TEXT EXTRACT:
Rogers Arena is a multi-purpose arena located at 800 Griffiths Way in the downtown area of Vancouver, British Columbia, Canada. Opened in 1995, the arena was known as General Motors Place (GM Place) from its opening until July 6, 2010, when General Motors Canada ended its naming rights sponsorship and a new agreement for those rights was reached with Rogers Communications. Rogers Arena was built to replace Pacific Coliseum as Vancouver's primary indoor sports facility and in part due to the National Basketball Association (NBA) 1995 expansion into Canada, when Vancouver and Toronto were given expansion teams.

It is home to the Vancouver Canucks of the National Hockey League, the Vancouver Warriors of the National Lacrosse League and the Vancouver Titans of the Overwatch League. The arena also hosted the ice hockey events at the 2010 Winter Olympics. The name of the arena temporarily became Canada Hockey Place during the Olympics. It was previously home to the Vancouver Grizzlies of the NBA from 1995 to 2001. The Grizzlies spent six seasons in Vancouver before relocating to Memphis, for the 2001–02 season.

Prior to the start of the 2022/23 NHL season the arena underwent one of three phases. Phase one consisted of a complete renovation of the players dressing room and team staff area. Phase two being completed prior to the start of the 2023/24 NHL season will consist of a new center hung video board and a new ribbon board going around the arena above the lower bowl. A new VIP restaurant is being added in between the two tunnels that lead out to the home and away team benches. Prior to the start of the 2024/25 season the third and final phase of the arena upgrades will be completed which will replace all the seats in the upper and lower bowl of the arena.

GIVEN PROBLEM 1:
Pick out every line of the listing that contains the word "leaf".
The Rogers Arena text and the listing after it are independent pieces of material.

RECORD SET:

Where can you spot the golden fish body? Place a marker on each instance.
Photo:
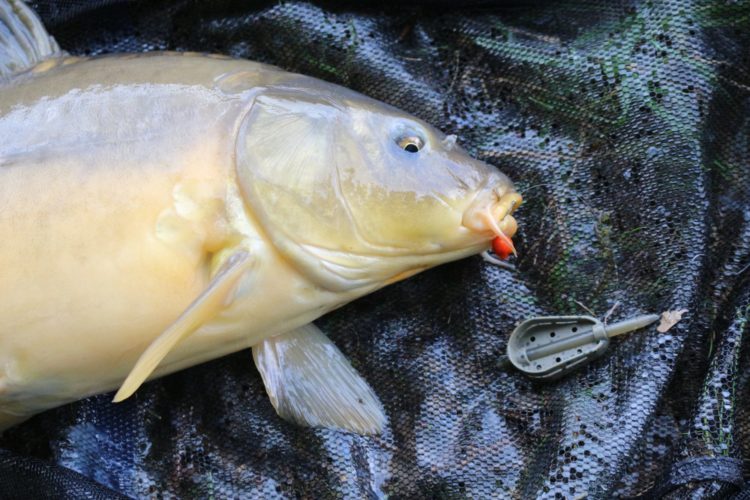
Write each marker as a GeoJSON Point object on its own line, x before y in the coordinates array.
{"type": "Point", "coordinates": [191, 206]}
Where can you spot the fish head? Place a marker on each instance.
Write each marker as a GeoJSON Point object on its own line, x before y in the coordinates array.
{"type": "Point", "coordinates": [358, 194]}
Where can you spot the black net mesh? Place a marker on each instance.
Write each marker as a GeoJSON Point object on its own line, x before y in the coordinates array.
{"type": "Point", "coordinates": [625, 125]}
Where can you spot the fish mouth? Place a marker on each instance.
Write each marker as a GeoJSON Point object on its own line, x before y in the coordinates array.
{"type": "Point", "coordinates": [491, 214]}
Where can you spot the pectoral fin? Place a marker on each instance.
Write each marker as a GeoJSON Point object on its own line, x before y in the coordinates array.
{"type": "Point", "coordinates": [205, 307]}
{"type": "Point", "coordinates": [311, 383]}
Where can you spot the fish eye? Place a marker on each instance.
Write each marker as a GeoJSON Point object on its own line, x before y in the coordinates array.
{"type": "Point", "coordinates": [411, 143]}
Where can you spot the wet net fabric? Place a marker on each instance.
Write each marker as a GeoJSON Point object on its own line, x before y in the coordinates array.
{"type": "Point", "coordinates": [626, 126]}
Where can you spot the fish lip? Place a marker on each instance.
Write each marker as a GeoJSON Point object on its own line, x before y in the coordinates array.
{"type": "Point", "coordinates": [490, 212]}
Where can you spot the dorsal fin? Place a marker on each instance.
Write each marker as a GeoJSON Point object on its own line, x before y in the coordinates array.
{"type": "Point", "coordinates": [23, 40]}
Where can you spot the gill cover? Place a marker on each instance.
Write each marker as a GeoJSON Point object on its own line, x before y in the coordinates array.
{"type": "Point", "coordinates": [323, 172]}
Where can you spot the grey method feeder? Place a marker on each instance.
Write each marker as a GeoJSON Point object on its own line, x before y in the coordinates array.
{"type": "Point", "coordinates": [549, 347]}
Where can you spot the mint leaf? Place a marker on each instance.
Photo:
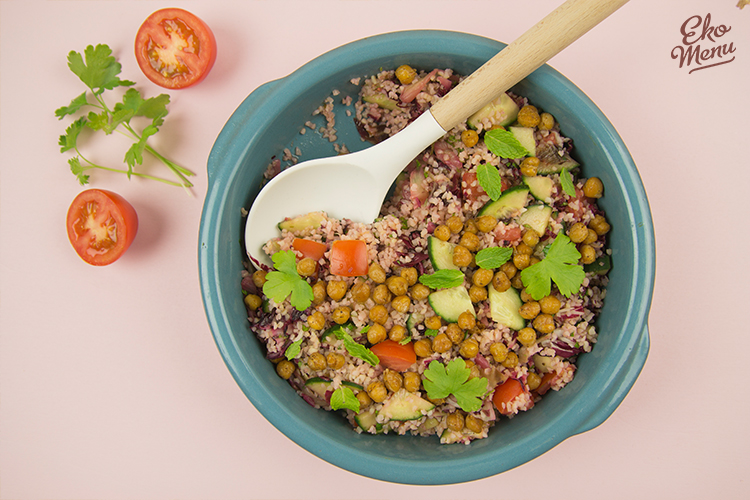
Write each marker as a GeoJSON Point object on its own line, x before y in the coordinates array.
{"type": "Point", "coordinates": [440, 381]}
{"type": "Point", "coordinates": [560, 265]}
{"type": "Point", "coordinates": [489, 179]}
{"type": "Point", "coordinates": [493, 257]}
{"type": "Point", "coordinates": [344, 398]}
{"type": "Point", "coordinates": [504, 144]}
{"type": "Point", "coordinates": [566, 180]}
{"type": "Point", "coordinates": [444, 278]}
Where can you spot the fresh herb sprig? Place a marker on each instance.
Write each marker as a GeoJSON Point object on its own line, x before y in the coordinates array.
{"type": "Point", "coordinates": [98, 69]}
{"type": "Point", "coordinates": [440, 381]}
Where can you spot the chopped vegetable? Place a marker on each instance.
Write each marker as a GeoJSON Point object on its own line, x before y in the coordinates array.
{"type": "Point", "coordinates": [286, 282]}
{"type": "Point", "coordinates": [441, 381]}
{"type": "Point", "coordinates": [348, 258]}
{"type": "Point", "coordinates": [559, 265]}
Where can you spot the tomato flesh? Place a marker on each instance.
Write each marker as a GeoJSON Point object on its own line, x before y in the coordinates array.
{"type": "Point", "coordinates": [394, 355]}
{"type": "Point", "coordinates": [348, 258]}
{"type": "Point", "coordinates": [101, 226]}
{"type": "Point", "coordinates": [174, 48]}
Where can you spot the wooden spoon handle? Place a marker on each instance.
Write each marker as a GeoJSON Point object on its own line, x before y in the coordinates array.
{"type": "Point", "coordinates": [539, 44]}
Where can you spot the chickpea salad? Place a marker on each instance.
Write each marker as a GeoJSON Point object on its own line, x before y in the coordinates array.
{"type": "Point", "coordinates": [467, 300]}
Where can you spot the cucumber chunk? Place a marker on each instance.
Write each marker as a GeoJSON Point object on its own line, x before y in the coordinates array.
{"type": "Point", "coordinates": [525, 136]}
{"type": "Point", "coordinates": [537, 218]}
{"type": "Point", "coordinates": [404, 405]}
{"type": "Point", "coordinates": [510, 203]}
{"type": "Point", "coordinates": [313, 220]}
{"type": "Point", "coordinates": [502, 111]}
{"type": "Point", "coordinates": [540, 187]}
{"type": "Point", "coordinates": [441, 253]}
{"type": "Point", "coordinates": [504, 308]}
{"type": "Point", "coordinates": [449, 303]}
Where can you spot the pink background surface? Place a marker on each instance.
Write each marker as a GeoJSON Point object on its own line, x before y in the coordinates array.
{"type": "Point", "coordinates": [110, 383]}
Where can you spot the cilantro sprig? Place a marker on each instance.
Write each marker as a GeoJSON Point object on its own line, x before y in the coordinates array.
{"type": "Point", "coordinates": [98, 69]}
{"type": "Point", "coordinates": [440, 381]}
{"type": "Point", "coordinates": [286, 282]}
{"type": "Point", "coordinates": [560, 265]}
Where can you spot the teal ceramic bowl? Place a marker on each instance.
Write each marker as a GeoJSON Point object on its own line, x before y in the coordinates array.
{"type": "Point", "coordinates": [270, 120]}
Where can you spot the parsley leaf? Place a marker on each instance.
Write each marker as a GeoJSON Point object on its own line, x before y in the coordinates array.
{"type": "Point", "coordinates": [566, 180]}
{"type": "Point", "coordinates": [286, 282]}
{"type": "Point", "coordinates": [444, 278]}
{"type": "Point", "coordinates": [560, 265]}
{"type": "Point", "coordinates": [489, 179]}
{"type": "Point", "coordinates": [440, 381]}
{"type": "Point", "coordinates": [504, 144]}
{"type": "Point", "coordinates": [344, 398]}
{"type": "Point", "coordinates": [494, 257]}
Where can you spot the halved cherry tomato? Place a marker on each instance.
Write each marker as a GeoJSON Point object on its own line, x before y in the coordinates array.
{"type": "Point", "coordinates": [348, 258]}
{"type": "Point", "coordinates": [505, 393]}
{"type": "Point", "coordinates": [174, 48]}
{"type": "Point", "coordinates": [394, 355]}
{"type": "Point", "coordinates": [101, 226]}
{"type": "Point", "coordinates": [309, 248]}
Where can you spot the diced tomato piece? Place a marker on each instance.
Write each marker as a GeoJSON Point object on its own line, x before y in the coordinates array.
{"type": "Point", "coordinates": [506, 393]}
{"type": "Point", "coordinates": [394, 355]}
{"type": "Point", "coordinates": [348, 258]}
{"type": "Point", "coordinates": [309, 248]}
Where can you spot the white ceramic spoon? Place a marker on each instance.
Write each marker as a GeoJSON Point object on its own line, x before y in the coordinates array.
{"type": "Point", "coordinates": [353, 186]}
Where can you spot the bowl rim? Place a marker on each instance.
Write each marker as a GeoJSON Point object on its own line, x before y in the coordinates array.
{"type": "Point", "coordinates": [453, 469]}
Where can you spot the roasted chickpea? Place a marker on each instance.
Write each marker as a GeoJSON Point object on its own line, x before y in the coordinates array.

GIVEN PROBLEM 2:
Supply the next part of the Rogers Arena text, beginning after its final sentence.

RESULT 1:
Where can you spot the mint leaf? Place a marker on each instance.
Where can you spot the parsley leaf? Place a marker on each instance.

RESULT 2:
GM Place[edit]

The arena was completed in 1995 at a cost of C$160 million in private financing to replace the aging Pacific Coliseum as the main venue for events in Vancouver and to serve as the home arena to the Vancouver Canucks of the National Hockey League and the Vancouver Grizzlies of the National Basketball Association.[6] It was originally named General Motors Place as part of a sponsorship arrangement with General Motors Canada, and was commonly known as "GM Place" or "The Garage".[7] The arena was also briefly home to the Vancouver Ravens of the National Lacrosse League from 2002 to 2004.[8] The operations of the team have since been suspended although attempts were made to revive the team in 2007 and again in 2008.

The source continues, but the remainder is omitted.